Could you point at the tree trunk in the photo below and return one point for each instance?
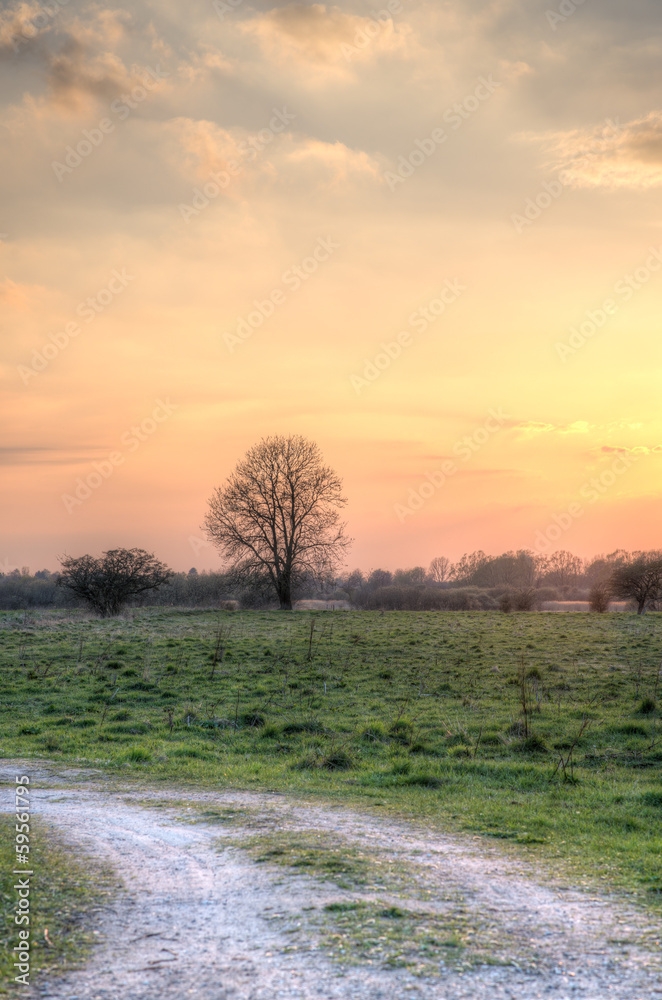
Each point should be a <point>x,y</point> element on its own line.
<point>285,594</point>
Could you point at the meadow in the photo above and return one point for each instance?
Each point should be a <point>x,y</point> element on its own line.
<point>539,731</point>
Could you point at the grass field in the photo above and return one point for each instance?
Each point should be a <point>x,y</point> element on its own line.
<point>538,729</point>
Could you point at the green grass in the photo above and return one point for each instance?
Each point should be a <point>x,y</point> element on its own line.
<point>67,892</point>
<point>418,714</point>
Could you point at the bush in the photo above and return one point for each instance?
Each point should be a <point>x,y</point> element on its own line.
<point>425,599</point>
<point>519,600</point>
<point>599,597</point>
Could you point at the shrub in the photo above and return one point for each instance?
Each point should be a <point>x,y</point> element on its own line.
<point>374,733</point>
<point>534,744</point>
<point>332,760</point>
<point>599,597</point>
<point>253,719</point>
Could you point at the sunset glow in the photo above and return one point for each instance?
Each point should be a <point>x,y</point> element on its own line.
<point>426,236</point>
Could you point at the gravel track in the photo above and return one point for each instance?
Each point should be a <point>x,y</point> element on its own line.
<point>196,916</point>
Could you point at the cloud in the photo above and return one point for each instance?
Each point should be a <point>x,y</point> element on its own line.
<point>200,148</point>
<point>42,455</point>
<point>325,41</point>
<point>640,449</point>
<point>531,428</point>
<point>609,155</point>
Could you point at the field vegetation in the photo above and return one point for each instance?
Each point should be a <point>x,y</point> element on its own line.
<point>537,730</point>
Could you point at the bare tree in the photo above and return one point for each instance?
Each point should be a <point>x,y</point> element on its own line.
<point>639,581</point>
<point>439,569</point>
<point>277,515</point>
<point>108,583</point>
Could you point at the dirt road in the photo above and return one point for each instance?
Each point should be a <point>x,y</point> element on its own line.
<point>199,917</point>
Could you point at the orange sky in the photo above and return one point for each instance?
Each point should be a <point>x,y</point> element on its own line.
<point>215,216</point>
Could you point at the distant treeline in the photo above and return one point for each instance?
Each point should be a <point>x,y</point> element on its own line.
<point>512,581</point>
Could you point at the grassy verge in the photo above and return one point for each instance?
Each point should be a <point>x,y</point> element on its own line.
<point>67,895</point>
<point>537,731</point>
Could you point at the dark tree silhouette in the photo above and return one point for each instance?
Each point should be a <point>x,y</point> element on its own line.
<point>277,515</point>
<point>108,583</point>
<point>639,581</point>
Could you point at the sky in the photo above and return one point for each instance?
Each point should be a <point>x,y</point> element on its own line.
<point>425,235</point>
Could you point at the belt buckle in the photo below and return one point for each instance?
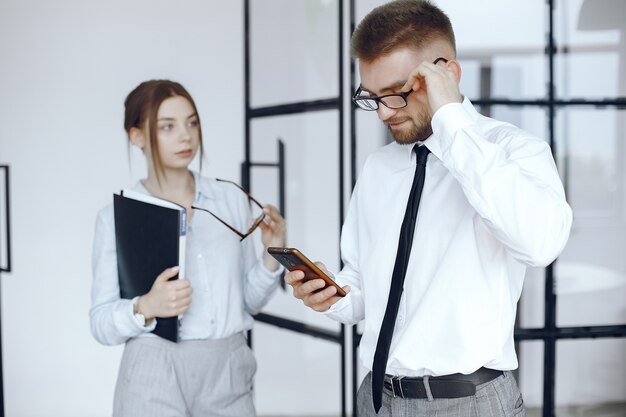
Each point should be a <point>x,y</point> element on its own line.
<point>393,388</point>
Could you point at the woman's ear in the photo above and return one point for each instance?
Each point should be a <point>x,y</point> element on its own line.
<point>137,137</point>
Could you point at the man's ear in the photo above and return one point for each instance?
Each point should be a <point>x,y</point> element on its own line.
<point>454,65</point>
<point>137,137</point>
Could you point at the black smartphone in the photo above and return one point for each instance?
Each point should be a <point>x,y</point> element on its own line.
<point>294,260</point>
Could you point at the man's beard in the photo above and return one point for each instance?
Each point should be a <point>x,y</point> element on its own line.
<point>414,133</point>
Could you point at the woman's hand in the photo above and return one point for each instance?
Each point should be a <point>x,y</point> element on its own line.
<point>166,298</point>
<point>273,230</point>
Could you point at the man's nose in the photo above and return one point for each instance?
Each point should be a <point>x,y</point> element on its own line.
<point>385,112</point>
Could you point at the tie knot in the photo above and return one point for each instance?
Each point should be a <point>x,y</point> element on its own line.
<point>422,154</point>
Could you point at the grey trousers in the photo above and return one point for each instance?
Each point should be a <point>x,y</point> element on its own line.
<point>497,398</point>
<point>204,378</point>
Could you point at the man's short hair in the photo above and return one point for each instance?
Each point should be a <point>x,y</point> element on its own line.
<point>400,23</point>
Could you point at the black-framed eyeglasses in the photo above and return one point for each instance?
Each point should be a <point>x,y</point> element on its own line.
<point>391,101</point>
<point>251,200</point>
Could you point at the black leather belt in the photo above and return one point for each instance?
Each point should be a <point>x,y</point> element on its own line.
<point>447,386</point>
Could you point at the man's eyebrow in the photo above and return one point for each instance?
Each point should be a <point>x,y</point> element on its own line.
<point>391,87</point>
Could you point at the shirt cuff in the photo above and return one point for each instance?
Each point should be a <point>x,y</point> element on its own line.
········
_Activity_
Repeat each line of the material exactly, and drop any image it carries.

_Reply to the task_
Could you point at the tree trunk in the photo below and return one point for each instance?
Each point should be a <point>x,y</point> element on its own line.
<point>285,594</point>
Could you point at the meadow in the photo above and return one point for each instance?
Each point should be a <point>x,y</point> element on its own line.
<point>539,731</point>
Could you point at the grass field in the photo above and return one point for each instance?
Each point should be a <point>x,y</point> element on its own line.
<point>538,729</point>
Could you point at the green grass in the photo above and return one point for each instance?
Each point should be a <point>x,y</point> element on its own line.
<point>67,892</point>
<point>418,714</point>
Could you point at the bush in the photo above and return one point for each instance?
Each point should be a <point>x,y</point> element on its own line.
<point>425,599</point>
<point>519,600</point>
<point>599,597</point>
Could you point at the shrub in the photo above and return one point for each instance?
Each point should be a <point>x,y</point> element on its own line.
<point>374,733</point>
<point>534,744</point>
<point>332,760</point>
<point>599,597</point>
<point>253,719</point>
Could you point at the sunset glow in the photo above and return one point for each instance?
Each point should be a <point>x,y</point> element on its own line.
<point>426,236</point>
Could you point at the gravel track in the photo above and return one point for each instance?
Each point should be a <point>x,y</point> element on its own line.
<point>196,916</point>
Could you point at the cloud in the photo above and return one point for each instance?
Each point should be a <point>x,y</point> element on its own line.
<point>200,148</point>
<point>42,455</point>
<point>325,41</point>
<point>640,449</point>
<point>531,428</point>
<point>609,155</point>
Could you point at the field vegetation in the photo above and return one point for each instance?
Each point should be a <point>x,y</point> element on its own line.
<point>537,730</point>
Could you point at the bare tree in the photo above and return one point for each instance?
Each point should be a <point>x,y</point> element on its own line.
<point>639,581</point>
<point>439,569</point>
<point>277,515</point>
<point>108,583</point>
Could you point at the dirt road in the photo above and return one point for each instance?
Each point should be a <point>x,y</point> element on its own line.
<point>199,917</point>
Could you point at the orange sky in the photo above and return one point for each instance?
Each point should be a <point>x,y</point> element on its own line.
<point>215,216</point>
Could you point at the distant treeline in the photo above and return one point for each instance?
Each point should be a <point>x,y</point> element on its own line.
<point>512,581</point>
Could you point at the grassy verge in the photo above and return one point for each instance?
Each point should be a <point>x,y</point> element on its own line.
<point>67,895</point>
<point>537,731</point>
Could you point at the dark tree silhouette in the photo above and return one point for each instance?
Each point should be a <point>x,y</point> element on its own line.
<point>277,515</point>
<point>108,583</point>
<point>639,581</point>
Could you point at the sky in the photo above and return one point for each instance?
Each point should be a <point>x,y</point> element on its own line.
<point>425,235</point>
Could you point at the belt buckle in the photo below and return one point for each instance?
Each point should be a <point>x,y</point> element on its own line.
<point>393,388</point>
Could you point at the woman's ear in the photo above and return one point for each instance?
Each point should be a <point>x,y</point> element on its own line.
<point>137,137</point>
Could you point at the man's ear in the photo above and return one point for each instance?
Each point should be a <point>x,y</point> element on its own line.
<point>454,65</point>
<point>137,137</point>
Could you point at the black smartphone in the photo above and return one point for each instance?
Each point should be a <point>x,y</point> element on its own line.
<point>294,260</point>
Could you point at the man's beard in the photo above and return one point for each instance?
Each point should be a <point>x,y</point> element on its own line.
<point>414,133</point>
Could you point at the woman's hand in the photo above and return one point for each instance?
Each point should be a <point>x,y</point> element on its own line.
<point>166,298</point>
<point>273,230</point>
Could you point at the man's nose in the photo above and return one point for each instance?
Each point should be a <point>x,y</point> element on its own line.
<point>385,112</point>
Could you point at the tie knot in the photo above and return one point for each instance?
Each point should be a <point>x,y</point> element on its own line.
<point>422,154</point>
Could you point at the grey trousers in the photo above and return one point for each instance?
Each point should be a <point>x,y</point> element on its own line.
<point>497,398</point>
<point>204,378</point>
Could you point at the man's short hair in the photo above and return one point for each instance?
Each point should be a <point>x,y</point> element on its own line.
<point>400,23</point>
Could you point at the black-framed eyeglasses in the photo above and return one point for each instance?
Each point should be a <point>x,y</point> element on its own line.
<point>391,101</point>
<point>251,200</point>
Could you point at the black leather belt in the photo above and return one point for each instance?
Each point should be a <point>x,y</point> element on its own line.
<point>447,386</point>
Could you point at the man's eyebrow in the photo above and return one point for each instance?
Each point should be a <point>x,y</point> element on its own line.
<point>391,87</point>
Could you point at the shirt cuff in the photo above and return one point for each instance?
Each point should be a <point>x,y</point> element on its own line.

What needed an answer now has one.